** Opening Input for this task block **
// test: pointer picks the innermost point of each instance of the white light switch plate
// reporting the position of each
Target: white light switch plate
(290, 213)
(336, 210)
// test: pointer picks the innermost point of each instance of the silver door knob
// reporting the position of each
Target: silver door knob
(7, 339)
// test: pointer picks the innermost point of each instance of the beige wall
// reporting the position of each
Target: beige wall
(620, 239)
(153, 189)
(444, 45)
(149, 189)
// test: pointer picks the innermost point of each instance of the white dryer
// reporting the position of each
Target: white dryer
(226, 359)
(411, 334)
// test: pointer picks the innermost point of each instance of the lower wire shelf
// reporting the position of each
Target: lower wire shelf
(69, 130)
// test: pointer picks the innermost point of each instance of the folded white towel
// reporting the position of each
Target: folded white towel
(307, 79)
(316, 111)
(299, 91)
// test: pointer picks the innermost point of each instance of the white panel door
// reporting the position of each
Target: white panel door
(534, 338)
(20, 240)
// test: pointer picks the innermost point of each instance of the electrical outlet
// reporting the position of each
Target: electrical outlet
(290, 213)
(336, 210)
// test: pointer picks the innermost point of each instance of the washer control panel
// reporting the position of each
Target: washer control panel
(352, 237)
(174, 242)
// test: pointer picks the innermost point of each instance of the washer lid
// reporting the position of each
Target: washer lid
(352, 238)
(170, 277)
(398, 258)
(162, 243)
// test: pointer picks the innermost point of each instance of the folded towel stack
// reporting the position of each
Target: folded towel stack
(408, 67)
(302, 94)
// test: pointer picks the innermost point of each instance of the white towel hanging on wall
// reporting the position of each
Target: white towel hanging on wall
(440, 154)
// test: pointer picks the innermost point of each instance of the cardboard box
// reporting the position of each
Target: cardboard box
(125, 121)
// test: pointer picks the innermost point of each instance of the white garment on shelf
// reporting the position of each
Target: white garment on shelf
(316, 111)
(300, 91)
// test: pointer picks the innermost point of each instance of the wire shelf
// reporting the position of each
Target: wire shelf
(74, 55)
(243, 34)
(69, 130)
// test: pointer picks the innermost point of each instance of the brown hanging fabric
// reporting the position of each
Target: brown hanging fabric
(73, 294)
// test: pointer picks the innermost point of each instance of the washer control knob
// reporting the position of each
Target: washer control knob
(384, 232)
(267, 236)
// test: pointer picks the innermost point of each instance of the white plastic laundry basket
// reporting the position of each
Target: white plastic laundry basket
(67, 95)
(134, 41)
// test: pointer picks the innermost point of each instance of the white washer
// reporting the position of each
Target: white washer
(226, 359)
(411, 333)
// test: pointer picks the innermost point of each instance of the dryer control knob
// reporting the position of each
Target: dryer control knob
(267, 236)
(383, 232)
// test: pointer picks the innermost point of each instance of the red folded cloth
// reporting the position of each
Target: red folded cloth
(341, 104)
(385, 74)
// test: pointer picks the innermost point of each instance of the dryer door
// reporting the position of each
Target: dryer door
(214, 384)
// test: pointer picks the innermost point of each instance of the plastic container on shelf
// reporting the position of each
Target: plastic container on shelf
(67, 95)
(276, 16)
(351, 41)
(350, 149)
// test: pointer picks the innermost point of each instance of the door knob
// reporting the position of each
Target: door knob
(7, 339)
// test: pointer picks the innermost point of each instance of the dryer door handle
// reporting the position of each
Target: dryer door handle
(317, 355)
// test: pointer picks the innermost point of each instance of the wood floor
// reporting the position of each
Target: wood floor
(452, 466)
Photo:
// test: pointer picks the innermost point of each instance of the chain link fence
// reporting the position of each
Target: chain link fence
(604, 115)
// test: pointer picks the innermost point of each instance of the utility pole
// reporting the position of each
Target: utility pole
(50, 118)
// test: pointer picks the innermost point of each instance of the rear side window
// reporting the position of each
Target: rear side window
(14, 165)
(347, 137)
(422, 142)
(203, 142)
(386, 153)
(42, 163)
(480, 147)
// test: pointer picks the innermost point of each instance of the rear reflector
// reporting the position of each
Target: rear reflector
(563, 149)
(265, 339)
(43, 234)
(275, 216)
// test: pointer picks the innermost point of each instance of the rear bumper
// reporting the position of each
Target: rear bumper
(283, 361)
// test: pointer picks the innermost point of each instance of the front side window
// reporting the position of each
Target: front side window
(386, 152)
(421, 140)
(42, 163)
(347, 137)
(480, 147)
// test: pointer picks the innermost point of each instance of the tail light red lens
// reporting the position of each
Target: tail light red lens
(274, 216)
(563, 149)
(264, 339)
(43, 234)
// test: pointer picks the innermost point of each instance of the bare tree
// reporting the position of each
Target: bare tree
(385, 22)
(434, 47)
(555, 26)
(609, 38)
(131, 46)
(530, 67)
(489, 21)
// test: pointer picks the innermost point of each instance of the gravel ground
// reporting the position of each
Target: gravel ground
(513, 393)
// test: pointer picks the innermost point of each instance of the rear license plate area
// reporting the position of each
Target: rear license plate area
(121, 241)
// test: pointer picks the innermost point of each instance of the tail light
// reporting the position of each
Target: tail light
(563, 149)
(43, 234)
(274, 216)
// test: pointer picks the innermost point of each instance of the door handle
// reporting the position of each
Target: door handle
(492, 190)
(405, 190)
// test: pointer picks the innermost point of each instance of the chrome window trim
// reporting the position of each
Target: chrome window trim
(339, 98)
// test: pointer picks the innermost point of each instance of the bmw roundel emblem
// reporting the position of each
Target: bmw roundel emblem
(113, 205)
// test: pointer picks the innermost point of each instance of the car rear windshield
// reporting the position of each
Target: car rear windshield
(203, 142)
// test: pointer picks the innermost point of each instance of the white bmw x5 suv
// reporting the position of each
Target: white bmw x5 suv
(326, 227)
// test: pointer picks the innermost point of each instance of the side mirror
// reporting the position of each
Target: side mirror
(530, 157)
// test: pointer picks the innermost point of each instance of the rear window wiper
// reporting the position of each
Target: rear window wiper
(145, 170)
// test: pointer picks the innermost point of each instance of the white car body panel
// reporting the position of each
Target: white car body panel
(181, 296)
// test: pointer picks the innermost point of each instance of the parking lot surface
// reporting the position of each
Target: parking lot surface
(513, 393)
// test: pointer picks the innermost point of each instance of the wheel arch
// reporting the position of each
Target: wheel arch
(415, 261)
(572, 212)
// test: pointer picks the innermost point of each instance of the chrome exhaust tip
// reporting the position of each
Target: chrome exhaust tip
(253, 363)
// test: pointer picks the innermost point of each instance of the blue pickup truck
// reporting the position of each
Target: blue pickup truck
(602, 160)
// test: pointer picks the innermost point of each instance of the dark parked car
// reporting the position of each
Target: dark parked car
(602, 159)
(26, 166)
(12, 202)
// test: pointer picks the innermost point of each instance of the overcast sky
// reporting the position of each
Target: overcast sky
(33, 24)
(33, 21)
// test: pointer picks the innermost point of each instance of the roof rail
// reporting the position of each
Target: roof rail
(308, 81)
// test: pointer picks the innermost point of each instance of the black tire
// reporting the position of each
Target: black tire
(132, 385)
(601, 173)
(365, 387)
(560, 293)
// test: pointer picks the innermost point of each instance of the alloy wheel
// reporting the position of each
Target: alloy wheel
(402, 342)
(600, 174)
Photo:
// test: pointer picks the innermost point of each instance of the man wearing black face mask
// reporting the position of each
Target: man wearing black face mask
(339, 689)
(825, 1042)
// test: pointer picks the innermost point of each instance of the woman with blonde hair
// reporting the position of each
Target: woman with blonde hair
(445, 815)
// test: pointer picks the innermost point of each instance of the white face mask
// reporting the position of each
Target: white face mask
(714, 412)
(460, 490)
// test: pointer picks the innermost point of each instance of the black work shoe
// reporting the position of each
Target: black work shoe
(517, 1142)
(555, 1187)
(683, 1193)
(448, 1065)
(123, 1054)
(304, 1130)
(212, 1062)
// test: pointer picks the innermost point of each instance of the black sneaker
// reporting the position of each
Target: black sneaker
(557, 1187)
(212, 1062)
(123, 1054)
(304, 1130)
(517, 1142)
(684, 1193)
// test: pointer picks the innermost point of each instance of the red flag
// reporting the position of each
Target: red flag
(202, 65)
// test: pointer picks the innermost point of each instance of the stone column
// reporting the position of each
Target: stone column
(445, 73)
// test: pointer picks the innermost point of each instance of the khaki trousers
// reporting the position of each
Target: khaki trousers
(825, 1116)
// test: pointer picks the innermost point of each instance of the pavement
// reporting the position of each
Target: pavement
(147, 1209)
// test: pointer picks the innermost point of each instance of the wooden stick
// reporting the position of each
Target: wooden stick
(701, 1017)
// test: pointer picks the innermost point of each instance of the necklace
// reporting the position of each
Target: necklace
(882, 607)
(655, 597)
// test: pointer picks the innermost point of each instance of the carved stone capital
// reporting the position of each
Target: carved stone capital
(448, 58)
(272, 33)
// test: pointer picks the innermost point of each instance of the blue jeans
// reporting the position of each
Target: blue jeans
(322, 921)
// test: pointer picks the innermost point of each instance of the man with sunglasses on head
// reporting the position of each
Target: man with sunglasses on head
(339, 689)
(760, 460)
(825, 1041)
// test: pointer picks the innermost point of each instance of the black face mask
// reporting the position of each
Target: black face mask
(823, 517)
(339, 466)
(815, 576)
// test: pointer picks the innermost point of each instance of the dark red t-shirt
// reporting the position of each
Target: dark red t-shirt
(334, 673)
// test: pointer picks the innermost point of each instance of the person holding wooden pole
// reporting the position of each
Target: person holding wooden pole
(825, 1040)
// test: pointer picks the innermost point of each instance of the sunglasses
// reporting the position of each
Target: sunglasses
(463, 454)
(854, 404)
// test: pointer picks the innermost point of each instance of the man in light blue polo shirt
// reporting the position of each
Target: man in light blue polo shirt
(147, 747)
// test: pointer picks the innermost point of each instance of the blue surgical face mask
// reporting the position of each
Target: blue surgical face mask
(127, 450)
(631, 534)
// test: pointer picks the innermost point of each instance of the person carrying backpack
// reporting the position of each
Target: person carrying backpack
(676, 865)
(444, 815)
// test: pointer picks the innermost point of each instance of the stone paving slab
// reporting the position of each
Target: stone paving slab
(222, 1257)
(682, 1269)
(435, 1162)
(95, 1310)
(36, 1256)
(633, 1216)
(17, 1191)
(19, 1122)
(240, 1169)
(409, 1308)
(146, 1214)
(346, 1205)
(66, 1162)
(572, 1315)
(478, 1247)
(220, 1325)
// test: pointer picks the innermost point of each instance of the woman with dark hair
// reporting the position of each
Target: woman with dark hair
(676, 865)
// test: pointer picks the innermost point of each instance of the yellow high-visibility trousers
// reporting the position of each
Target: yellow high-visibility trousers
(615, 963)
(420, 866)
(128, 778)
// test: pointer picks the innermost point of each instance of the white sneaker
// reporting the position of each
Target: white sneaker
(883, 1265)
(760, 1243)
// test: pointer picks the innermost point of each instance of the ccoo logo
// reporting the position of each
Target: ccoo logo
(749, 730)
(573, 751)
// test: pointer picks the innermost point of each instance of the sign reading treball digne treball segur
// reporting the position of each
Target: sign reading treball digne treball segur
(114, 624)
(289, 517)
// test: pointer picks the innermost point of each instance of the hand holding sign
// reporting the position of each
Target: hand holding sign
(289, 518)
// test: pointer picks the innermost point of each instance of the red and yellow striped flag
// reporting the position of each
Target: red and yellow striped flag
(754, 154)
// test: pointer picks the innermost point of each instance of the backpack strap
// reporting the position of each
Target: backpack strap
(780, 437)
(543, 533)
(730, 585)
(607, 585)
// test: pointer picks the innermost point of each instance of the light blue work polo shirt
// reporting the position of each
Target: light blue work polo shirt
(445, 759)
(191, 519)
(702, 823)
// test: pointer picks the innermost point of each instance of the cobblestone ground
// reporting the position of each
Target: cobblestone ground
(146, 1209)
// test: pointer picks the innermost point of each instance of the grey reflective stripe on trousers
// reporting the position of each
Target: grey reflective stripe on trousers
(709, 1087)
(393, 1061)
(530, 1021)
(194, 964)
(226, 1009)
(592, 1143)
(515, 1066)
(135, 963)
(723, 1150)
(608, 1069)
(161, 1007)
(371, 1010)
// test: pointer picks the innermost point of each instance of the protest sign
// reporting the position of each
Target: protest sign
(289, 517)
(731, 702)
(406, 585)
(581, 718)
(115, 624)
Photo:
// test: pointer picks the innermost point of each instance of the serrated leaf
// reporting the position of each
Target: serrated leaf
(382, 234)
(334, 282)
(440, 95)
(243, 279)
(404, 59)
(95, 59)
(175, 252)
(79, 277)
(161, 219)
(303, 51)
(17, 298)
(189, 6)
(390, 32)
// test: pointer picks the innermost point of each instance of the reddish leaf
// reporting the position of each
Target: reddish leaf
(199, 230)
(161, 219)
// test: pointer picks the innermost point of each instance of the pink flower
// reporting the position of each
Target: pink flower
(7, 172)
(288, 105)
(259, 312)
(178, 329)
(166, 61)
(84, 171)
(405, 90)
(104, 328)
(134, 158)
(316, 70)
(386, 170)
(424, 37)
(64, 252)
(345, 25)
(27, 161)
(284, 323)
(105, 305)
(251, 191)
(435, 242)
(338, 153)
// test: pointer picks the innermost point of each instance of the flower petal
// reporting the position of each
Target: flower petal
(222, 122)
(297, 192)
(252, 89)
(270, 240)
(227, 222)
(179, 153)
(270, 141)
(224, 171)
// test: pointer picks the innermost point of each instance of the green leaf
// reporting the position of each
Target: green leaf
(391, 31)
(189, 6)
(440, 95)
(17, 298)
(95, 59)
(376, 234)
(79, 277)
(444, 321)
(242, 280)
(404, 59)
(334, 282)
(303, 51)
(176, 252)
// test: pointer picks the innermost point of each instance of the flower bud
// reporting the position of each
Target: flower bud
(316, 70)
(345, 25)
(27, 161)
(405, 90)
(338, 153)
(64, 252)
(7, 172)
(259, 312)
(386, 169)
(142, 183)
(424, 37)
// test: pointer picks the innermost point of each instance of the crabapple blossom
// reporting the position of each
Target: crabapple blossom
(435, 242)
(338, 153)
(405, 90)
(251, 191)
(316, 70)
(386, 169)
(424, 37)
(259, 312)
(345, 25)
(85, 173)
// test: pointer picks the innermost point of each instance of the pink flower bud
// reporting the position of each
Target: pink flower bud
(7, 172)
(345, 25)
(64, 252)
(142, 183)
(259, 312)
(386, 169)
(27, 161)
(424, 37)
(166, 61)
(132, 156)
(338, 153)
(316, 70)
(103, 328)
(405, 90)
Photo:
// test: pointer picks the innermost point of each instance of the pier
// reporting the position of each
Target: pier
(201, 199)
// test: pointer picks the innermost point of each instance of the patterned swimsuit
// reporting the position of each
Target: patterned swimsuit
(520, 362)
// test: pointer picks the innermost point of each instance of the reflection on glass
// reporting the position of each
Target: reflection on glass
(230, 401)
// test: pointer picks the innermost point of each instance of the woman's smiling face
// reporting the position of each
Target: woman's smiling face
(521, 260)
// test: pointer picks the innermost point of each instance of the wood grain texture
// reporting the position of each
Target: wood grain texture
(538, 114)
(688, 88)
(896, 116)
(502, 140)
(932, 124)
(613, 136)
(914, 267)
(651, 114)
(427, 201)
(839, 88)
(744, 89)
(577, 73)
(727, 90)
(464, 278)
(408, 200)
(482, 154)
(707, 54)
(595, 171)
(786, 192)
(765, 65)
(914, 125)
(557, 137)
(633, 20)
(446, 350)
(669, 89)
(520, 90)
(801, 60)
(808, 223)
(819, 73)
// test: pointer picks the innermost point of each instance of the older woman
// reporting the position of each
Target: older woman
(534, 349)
** Closing Input for this task block **
Using the entries above, give back exactly the line containing "the washer lid", the line containing "the white towel hanging on wall", and every line between them, and nothing else.

// test: pointer picks the innermost point of each instance of the washer lid
// reporting the position of each
Target: washer lid
(352, 238)
(170, 277)
(398, 258)
(162, 243)
// test: pointer picks the innermost point of each instance of the folded towel stack
// reporting the position of each
Target: folded towel stack
(408, 67)
(302, 94)
// test: pointer picks the innermost point of each instance of the white towel hanging on wall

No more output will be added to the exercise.